Problem statement -> Below are records; reproduce exactly the lines from the one containing "Annotation spec — this batch focuses on the class blue shirt." through the end, both included, and only those.

Information supplied ->
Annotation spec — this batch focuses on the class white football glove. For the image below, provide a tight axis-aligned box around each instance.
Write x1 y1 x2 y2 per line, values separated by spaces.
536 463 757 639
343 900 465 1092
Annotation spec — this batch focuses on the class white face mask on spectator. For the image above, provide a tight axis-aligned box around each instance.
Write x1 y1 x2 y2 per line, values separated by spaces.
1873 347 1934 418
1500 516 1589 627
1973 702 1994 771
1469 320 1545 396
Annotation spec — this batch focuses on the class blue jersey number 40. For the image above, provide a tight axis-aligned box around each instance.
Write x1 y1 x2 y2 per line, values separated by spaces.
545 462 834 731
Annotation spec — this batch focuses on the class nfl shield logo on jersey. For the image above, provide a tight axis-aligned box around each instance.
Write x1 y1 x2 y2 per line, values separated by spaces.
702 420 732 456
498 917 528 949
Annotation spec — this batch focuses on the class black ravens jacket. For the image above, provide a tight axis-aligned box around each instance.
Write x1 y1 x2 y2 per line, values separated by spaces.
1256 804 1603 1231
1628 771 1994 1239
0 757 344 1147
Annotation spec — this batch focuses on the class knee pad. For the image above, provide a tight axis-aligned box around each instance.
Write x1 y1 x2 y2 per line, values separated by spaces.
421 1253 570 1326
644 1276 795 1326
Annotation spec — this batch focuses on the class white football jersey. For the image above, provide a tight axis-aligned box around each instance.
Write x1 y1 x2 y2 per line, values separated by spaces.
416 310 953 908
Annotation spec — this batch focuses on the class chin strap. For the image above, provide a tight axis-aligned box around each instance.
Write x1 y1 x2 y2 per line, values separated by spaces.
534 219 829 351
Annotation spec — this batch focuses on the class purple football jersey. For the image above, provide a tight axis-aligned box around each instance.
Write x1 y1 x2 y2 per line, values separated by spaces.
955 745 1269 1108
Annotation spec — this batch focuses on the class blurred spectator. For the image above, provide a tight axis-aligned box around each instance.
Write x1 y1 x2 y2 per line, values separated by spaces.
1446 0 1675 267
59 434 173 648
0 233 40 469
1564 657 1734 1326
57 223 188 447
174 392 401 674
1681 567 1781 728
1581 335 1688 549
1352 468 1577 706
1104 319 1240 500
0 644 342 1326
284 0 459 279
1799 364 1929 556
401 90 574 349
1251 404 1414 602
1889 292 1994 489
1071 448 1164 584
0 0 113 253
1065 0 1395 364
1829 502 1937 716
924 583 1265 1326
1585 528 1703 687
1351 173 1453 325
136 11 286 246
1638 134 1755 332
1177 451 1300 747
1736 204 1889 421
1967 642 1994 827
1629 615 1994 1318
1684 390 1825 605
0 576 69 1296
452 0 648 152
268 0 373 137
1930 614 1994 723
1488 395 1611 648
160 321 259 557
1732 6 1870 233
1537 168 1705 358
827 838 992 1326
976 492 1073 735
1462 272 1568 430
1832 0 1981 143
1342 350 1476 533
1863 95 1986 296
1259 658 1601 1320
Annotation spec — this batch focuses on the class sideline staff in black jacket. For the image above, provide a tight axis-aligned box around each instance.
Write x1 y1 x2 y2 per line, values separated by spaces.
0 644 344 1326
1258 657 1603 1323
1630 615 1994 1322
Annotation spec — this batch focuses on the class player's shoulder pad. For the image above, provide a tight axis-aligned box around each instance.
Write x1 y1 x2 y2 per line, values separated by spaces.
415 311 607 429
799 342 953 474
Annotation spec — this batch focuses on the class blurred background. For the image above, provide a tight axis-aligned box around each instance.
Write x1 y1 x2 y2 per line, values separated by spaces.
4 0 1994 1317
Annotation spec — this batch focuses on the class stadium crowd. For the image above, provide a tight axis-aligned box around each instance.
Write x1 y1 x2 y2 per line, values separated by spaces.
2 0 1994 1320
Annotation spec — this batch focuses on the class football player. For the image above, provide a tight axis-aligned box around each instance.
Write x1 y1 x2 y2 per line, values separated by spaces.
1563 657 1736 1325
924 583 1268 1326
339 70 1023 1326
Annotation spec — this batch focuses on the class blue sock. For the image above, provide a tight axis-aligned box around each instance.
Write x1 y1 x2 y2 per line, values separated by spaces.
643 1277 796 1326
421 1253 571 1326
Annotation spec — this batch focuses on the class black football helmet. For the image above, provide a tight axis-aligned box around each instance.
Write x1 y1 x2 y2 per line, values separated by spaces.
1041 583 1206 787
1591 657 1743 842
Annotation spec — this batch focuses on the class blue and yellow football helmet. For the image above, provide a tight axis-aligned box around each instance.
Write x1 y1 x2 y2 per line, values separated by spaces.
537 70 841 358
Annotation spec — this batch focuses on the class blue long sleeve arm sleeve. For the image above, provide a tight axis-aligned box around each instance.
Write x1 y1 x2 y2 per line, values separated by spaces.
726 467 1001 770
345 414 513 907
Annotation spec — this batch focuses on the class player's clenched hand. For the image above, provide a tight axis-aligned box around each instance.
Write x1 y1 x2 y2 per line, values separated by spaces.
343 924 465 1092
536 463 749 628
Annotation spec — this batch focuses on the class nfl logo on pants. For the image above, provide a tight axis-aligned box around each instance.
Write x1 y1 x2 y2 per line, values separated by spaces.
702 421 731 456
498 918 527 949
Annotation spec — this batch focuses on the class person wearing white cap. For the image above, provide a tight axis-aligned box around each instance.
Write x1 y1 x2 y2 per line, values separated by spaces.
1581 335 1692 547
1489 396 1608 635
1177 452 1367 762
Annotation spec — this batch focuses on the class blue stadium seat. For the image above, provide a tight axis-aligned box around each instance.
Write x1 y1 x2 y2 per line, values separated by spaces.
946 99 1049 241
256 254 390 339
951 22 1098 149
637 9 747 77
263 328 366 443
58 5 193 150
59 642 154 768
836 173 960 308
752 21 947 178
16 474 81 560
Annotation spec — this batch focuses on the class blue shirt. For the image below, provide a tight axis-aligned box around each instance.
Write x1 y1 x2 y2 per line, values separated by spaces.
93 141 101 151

Result for this task ->
Annotation spec — this batch focuses on the class blue shirt. For the image below, provide a tight axis-aligned box around each instance.
Write x1 y1 x2 y2 per line, values separated by spaces.
93 141 101 151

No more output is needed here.